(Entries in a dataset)
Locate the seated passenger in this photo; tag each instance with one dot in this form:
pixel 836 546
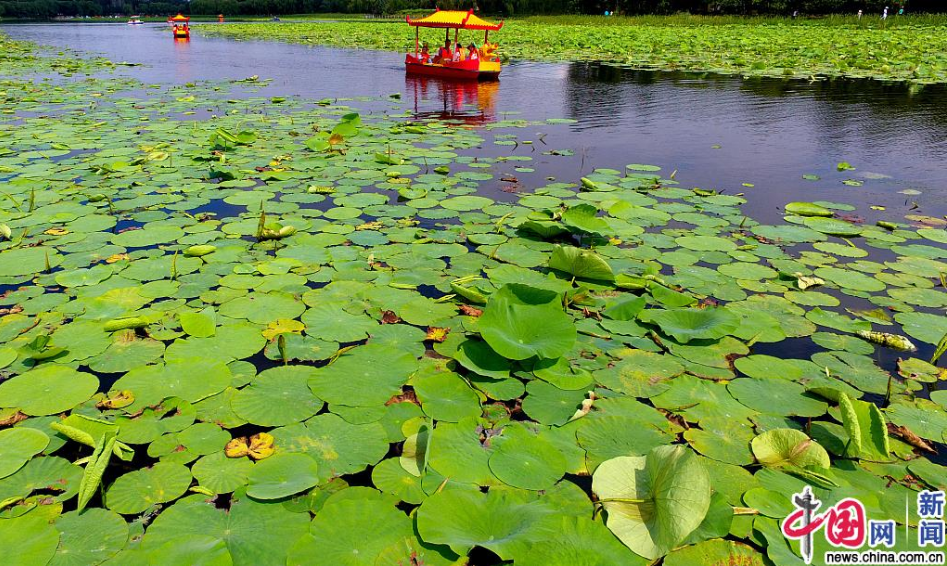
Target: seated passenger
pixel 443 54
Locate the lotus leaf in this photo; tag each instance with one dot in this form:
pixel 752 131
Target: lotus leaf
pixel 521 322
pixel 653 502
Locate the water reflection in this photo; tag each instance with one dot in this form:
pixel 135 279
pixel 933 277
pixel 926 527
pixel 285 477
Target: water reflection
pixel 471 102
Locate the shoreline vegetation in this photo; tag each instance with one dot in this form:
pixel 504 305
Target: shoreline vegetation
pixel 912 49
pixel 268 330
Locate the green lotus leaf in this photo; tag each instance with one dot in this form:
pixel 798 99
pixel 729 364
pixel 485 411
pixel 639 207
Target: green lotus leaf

> [The task] Rewrite the lines from the line with "Locate the water" to the line with "pixel 471 102", changing "water reflection" to "lake reflection" and leaving everything else the same.

> [Task answer]
Locate the lake reflection in this photo; tag each instance with one dot in this form:
pixel 135 279
pixel 933 277
pixel 926 527
pixel 285 477
Target: lake reflection
pixel 471 102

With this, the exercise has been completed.